#### DOCUMENT SECTION:
◇ ◇ ◇ ◇
Skip to content

Core Data Schema

Context

We need a robust database structure to store legislative documents, their vector embeddings for AI analysis, and the voting records. The schema must be optimized for PostgreSQL with pgvector.

Proposed Schema

1. Table: legislative_docs

Stores the raw and processed text of laws/proposals.

  • id: UUID (Primary Key)
  • title: String
  • content: Text (The full law text)
  • url: String (Source link)
  • status: Enum (Draft, Active, Revoked)
  • created_at: Timestamp

2. Table: doc_chunks_embeddings

This is where the AI/LangChain will live. We split large laws into "chunks" for better RAG performance.

  • id: UUID
  • doc_id: ForeignKey(legislative_docs)
  • chunk_content: Text (A portion of the law)
  • embedding: Vector(1536) <-- Optimized for OpenAI/Open-source models
  • metadata: JSONB (Page number, section title)

3. Table: votes

The integrity core.

  • id: UUID
  • doc_id: ForeignKey(legislative_docs)
  • user_id: UUID
  • decision: Enum (Yes, No, Abstain)
  • hash: String (SHA-256 of the vote data for integrity)
  • timestamp: Timestamp (Immutable)

Rationale

  • Chunking Strategy: Large laws cannot be sent to an LLM at once. Storing chunks with embeddings allows for precise "Semantic Search".
  • JSONB Metadata: Allows flexibility for different types of legislation without changing the schema.
  • Vector(1536): Standard size for many high-performance embedding models.
◇ ◇ ◇ ◇
#### EXTRACTED RECORDS:

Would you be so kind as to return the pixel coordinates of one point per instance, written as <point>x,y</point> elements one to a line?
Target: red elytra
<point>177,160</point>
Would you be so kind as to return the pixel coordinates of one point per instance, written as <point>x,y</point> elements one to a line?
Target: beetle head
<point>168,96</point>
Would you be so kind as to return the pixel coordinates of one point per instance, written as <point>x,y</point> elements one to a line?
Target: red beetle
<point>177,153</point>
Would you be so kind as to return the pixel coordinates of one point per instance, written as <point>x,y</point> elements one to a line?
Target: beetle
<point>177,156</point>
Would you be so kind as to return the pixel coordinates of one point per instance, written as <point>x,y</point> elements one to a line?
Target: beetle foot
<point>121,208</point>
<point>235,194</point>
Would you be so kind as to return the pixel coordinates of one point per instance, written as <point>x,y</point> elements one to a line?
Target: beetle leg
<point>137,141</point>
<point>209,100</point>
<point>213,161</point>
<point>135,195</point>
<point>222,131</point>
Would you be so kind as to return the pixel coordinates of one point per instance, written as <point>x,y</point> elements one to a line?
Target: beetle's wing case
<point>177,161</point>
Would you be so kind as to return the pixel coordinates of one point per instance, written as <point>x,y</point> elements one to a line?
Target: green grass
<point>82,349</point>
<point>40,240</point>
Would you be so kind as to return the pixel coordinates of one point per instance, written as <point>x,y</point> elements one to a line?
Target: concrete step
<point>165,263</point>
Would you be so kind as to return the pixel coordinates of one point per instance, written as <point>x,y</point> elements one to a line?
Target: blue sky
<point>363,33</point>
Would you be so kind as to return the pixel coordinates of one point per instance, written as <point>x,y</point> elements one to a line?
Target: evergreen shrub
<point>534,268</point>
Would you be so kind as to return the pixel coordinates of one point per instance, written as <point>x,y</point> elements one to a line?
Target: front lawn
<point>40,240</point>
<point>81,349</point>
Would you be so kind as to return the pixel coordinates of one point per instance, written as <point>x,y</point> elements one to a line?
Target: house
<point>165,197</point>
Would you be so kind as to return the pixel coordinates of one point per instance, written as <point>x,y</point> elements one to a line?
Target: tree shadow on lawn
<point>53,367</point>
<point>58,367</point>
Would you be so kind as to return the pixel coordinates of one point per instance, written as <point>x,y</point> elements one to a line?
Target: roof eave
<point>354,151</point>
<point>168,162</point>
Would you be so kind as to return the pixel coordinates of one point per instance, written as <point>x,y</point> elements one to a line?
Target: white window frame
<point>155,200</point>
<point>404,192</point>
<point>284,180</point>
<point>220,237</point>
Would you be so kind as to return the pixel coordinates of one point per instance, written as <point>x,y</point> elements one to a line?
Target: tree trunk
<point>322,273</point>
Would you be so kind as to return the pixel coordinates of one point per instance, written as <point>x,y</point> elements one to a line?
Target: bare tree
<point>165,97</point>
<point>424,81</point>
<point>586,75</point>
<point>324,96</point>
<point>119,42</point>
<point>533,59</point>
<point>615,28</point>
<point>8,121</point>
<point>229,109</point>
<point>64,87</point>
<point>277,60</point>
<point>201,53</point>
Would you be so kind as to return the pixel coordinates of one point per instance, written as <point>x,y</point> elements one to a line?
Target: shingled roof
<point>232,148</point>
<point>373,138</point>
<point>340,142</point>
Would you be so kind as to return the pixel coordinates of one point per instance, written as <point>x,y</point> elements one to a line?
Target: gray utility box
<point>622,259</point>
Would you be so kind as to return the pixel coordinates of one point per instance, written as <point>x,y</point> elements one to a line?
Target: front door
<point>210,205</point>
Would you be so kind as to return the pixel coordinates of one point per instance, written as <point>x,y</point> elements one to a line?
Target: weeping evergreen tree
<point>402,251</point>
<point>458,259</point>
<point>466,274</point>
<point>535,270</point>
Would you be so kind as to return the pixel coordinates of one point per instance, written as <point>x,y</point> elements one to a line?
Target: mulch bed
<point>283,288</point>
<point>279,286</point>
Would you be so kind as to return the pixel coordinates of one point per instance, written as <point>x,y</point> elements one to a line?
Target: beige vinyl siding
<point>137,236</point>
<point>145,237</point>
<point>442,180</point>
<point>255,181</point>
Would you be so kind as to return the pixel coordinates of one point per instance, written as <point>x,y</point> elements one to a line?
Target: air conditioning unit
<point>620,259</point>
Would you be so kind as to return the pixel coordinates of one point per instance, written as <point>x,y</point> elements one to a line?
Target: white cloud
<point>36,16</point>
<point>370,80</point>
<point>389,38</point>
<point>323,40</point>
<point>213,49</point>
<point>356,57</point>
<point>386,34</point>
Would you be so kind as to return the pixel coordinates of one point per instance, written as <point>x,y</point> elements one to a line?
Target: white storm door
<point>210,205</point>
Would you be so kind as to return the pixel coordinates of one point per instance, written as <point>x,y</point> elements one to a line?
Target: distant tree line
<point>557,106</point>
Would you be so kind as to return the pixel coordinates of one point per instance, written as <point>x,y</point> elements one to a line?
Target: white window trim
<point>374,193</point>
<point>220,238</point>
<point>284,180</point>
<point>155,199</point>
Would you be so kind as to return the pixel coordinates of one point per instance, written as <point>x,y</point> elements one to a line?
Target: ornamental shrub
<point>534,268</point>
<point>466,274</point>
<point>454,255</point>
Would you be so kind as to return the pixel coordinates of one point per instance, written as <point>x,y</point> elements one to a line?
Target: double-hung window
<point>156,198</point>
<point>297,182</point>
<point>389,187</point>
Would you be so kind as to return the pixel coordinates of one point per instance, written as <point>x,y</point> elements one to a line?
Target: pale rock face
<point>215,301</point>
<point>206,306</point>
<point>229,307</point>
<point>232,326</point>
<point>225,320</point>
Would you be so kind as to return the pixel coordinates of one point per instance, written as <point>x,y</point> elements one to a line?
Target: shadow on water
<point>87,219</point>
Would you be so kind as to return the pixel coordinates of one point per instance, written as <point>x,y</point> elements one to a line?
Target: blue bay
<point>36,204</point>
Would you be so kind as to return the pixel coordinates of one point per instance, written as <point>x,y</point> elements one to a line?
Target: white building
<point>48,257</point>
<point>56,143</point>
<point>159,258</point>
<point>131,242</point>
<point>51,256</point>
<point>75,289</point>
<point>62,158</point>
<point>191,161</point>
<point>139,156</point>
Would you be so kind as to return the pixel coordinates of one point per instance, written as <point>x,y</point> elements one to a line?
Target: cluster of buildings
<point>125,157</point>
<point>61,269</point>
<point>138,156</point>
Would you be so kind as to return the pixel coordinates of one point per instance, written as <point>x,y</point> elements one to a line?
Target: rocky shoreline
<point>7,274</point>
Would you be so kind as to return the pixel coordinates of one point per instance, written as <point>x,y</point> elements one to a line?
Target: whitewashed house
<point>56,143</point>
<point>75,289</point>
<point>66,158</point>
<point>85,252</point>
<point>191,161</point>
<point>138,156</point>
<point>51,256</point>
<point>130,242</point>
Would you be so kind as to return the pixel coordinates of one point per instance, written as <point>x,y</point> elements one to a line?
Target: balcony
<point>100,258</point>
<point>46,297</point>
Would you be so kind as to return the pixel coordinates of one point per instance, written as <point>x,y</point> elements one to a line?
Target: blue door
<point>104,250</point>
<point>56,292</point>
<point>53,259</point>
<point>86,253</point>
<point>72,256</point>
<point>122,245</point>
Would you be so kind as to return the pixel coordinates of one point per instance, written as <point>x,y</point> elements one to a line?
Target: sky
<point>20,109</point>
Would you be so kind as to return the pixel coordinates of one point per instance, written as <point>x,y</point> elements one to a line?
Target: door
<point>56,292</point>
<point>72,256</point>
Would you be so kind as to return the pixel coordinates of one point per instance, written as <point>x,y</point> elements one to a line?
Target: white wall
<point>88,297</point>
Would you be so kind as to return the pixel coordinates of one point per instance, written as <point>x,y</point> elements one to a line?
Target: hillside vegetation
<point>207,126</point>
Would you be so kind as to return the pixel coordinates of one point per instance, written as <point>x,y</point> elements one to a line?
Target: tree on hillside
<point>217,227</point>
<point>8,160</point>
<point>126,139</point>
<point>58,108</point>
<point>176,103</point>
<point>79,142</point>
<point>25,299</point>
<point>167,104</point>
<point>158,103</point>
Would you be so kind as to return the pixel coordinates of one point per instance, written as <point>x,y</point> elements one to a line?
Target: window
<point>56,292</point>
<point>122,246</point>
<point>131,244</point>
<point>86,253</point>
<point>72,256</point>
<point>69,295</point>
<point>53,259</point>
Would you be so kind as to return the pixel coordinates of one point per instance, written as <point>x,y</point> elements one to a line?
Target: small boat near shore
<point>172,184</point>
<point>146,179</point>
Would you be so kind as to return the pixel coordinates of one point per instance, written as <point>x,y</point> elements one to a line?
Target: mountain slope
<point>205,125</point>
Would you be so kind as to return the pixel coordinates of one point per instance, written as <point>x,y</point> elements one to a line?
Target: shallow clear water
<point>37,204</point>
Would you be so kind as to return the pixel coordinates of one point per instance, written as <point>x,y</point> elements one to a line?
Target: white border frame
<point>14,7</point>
◇ ◇ ◇ ◇
#### APPLY WHAT YOU READ:
1. Reproduce the part of the schema proposal that opens with the words containing "2. Table: doc_chunks_embeddings" and closes with "number, section title)".
2. In the schema proposal, which values can the decision field of the votes table hold?
3. According to the schema proposal, why are large laws split into chunks stored with embeddings?

#### TASK-BY-TASK RESULTS:
1.
2. Table: doc_chunks_embeddings

This is where the AI/LangChain will live. We split large laws into "chunks" for better RAG performance.

  • id: UUID
  • doc_id: ForeignKey(legislative_docs)
  • chunk_content: Text (A portion of the law)
  • embedding: Vector(1536) <-- Optimized for OpenAI/Open-source models
  • metadata: JSONB (Page number, section title)

2. Yes, No, or Abstain.

3. Large laws cannot be sent to an LLM all at once. Storing them as chunks with embeddings allows precise semantic search and gives better RAG performance.